(Excerpts from a point labeling dataset)
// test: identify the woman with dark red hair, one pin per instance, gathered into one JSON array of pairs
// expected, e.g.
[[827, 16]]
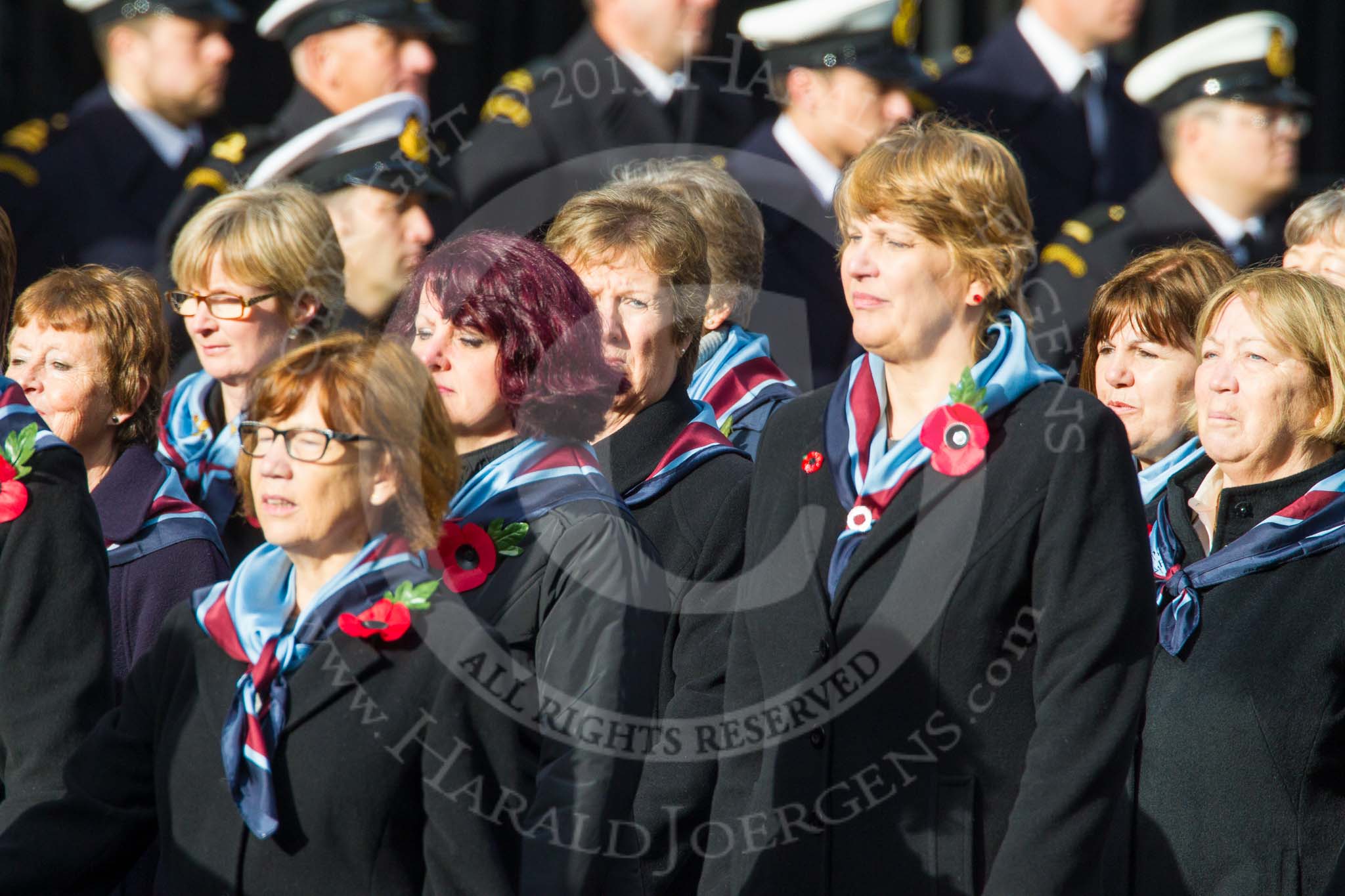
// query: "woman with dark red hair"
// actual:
[[537, 542]]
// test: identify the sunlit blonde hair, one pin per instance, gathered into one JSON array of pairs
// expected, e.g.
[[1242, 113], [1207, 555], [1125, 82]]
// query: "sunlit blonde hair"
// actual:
[[276, 238], [956, 187], [1302, 314], [639, 221]]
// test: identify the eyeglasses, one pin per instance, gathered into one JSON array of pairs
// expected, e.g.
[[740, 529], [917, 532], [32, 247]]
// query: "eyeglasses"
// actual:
[[221, 305], [301, 444]]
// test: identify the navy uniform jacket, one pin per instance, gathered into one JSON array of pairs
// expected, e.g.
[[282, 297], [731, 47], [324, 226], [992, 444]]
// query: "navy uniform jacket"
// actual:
[[801, 253], [584, 101], [93, 194], [1006, 91], [1093, 247]]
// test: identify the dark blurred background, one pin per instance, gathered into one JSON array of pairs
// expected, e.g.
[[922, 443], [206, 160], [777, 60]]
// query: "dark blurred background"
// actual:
[[46, 60]]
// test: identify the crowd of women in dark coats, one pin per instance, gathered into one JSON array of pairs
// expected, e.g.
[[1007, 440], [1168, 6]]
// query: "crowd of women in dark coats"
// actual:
[[560, 586]]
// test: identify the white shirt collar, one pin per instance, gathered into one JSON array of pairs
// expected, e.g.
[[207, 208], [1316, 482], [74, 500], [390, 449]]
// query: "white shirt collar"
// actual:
[[169, 141], [658, 82], [1061, 61], [1229, 228], [822, 175]]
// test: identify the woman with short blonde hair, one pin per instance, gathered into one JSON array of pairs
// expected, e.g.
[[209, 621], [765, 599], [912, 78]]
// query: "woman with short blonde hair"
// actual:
[[255, 270], [89, 349], [735, 372], [1247, 561], [1139, 358], [947, 492]]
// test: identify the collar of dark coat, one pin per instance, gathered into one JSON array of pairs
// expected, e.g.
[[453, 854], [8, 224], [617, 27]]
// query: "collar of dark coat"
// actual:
[[632, 452], [472, 463], [1239, 508], [124, 496]]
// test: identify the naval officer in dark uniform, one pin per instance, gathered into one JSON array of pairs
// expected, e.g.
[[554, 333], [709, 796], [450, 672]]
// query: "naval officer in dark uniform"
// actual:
[[92, 187], [844, 77], [343, 54], [1231, 119], [627, 79], [1047, 86]]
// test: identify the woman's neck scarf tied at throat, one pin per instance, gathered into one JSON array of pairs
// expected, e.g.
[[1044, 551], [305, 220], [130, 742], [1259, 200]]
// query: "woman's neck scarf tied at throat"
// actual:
[[249, 618], [870, 473], [1312, 524], [205, 458]]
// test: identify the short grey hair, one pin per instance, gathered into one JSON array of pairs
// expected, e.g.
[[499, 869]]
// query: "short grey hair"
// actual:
[[732, 223], [1323, 217]]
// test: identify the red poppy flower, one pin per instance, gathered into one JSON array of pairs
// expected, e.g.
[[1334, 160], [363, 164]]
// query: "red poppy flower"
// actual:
[[467, 554], [386, 620], [14, 495], [958, 437]]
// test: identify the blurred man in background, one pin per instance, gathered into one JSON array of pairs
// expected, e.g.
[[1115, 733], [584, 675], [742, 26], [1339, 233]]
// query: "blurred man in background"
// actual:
[[92, 187], [1046, 85], [1231, 119]]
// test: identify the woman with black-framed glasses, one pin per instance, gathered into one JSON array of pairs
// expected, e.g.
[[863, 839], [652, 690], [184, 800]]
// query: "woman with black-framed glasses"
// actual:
[[254, 270]]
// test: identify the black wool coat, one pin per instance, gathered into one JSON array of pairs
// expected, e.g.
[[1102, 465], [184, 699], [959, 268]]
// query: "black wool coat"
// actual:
[[698, 528], [1242, 758], [389, 774], [55, 668], [584, 609], [961, 717]]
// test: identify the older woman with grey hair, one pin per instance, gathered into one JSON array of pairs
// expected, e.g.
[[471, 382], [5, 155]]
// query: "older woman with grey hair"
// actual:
[[1315, 236], [735, 372]]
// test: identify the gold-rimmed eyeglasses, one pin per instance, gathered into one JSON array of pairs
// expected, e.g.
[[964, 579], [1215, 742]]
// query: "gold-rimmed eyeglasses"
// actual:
[[221, 305]]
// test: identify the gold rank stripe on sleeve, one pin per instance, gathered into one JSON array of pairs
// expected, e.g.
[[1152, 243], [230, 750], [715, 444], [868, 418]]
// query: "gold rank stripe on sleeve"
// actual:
[[26, 174], [32, 136], [1076, 230], [206, 178], [1061, 254], [505, 106]]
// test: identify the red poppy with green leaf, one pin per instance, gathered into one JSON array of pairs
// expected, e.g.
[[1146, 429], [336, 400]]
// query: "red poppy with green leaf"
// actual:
[[470, 554], [390, 617], [18, 450], [957, 435]]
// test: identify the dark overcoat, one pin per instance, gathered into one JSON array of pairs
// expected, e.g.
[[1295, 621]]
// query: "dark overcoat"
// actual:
[[1242, 759], [801, 254], [961, 717], [585, 100], [93, 192], [584, 609], [1006, 91], [55, 676], [387, 773], [1094, 246], [698, 527]]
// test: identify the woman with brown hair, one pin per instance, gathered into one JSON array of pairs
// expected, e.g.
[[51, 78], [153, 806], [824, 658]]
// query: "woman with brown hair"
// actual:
[[305, 726], [1139, 358], [926, 689]]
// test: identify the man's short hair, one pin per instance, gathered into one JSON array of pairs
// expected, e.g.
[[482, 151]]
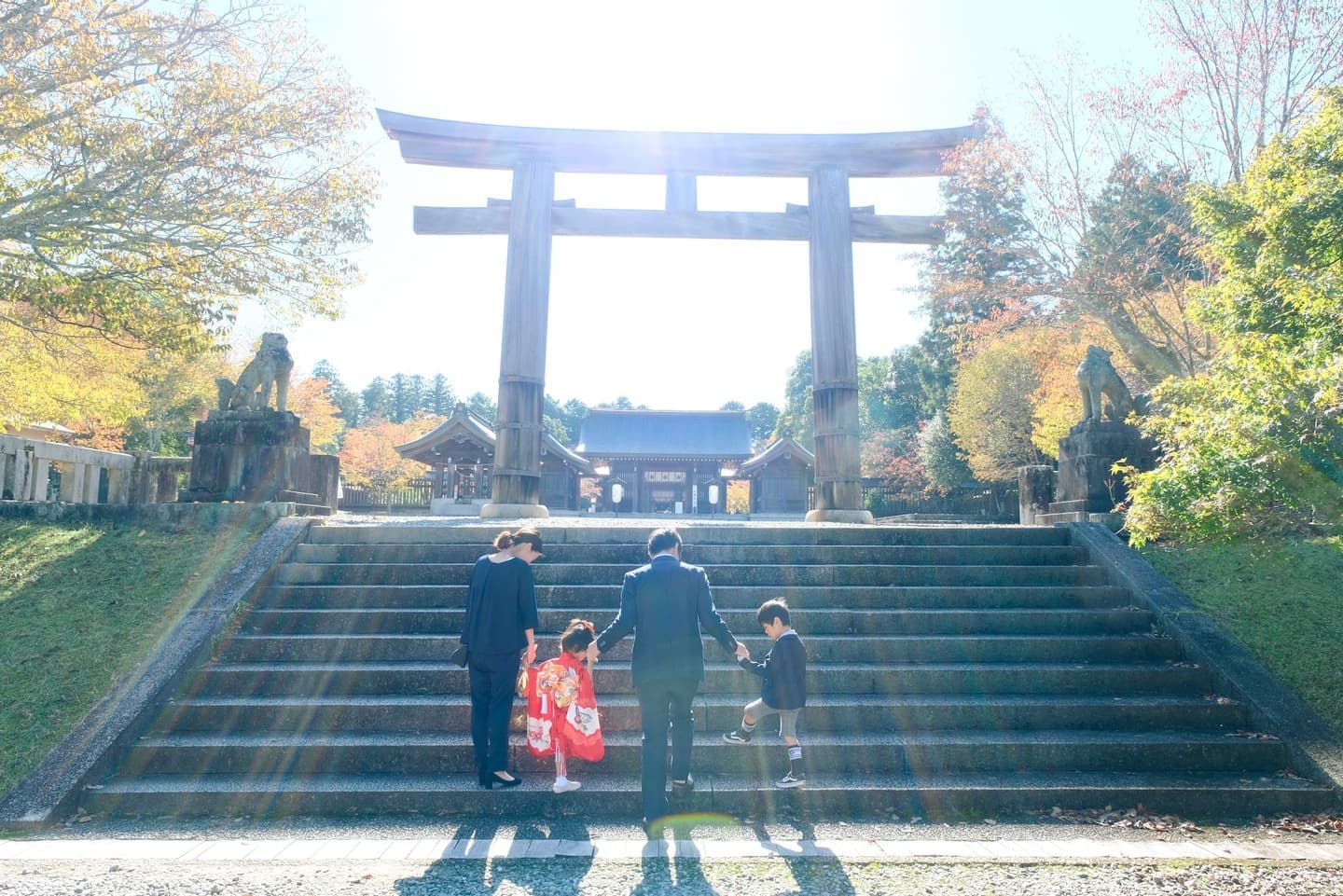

TASK REQUIREMENTS. Repeat the lines from the first one up to and including the line containing "[[560, 586]]", leaving out the pictures.

THE ANSWER.
// test: identify the woman with dark red hair, one pin per instance, gathered into one JSON array of pairs
// expected, e.g.
[[827, 16]]
// query: "woman with dark red hair"
// actual:
[[537, 542]]
// test: identify the sunlit blonde hair, one pin per instance, gathered into one JSON array of pairs
// expected, e.g.
[[1242, 113], [1207, 555], [1125, 82]]
// query: "sunlit blonde hair"
// actual:
[[276, 238], [956, 187], [1302, 314], [639, 221]]
// test: identify the eyeglasses, one pin per instance, gathered into one JSON array of pairs
// expected, e.g.
[[740, 529], [917, 532], [32, 247]]
// query: "eyeglasses"
// actual:
[[221, 305], [301, 444]]
// test: identify the navy uniform jacket, one pin per instance, gathered into one JSON array of pairs
// expected, e.g.
[[282, 297], [731, 47], [324, 226], [992, 444]]
// query: "navy uniform jacket"
// actual:
[[801, 253], [584, 101], [93, 194], [1006, 91], [1093, 247]]
// test: identify the dark blurred background, one pin per instance, gathered into one JSON array of pairs
// expected, e.g.
[[922, 443], [206, 160], [777, 60]]
// query: "dark blurred background"
// actual:
[[46, 60]]
// test: identify the crowd of women in dark coats, one pin per instance, gathered into one JSON array of pairs
// expected, e.g.
[[1007, 440], [1168, 6]]
// query: "crowd of women in dark coats"
// actual:
[[560, 586]]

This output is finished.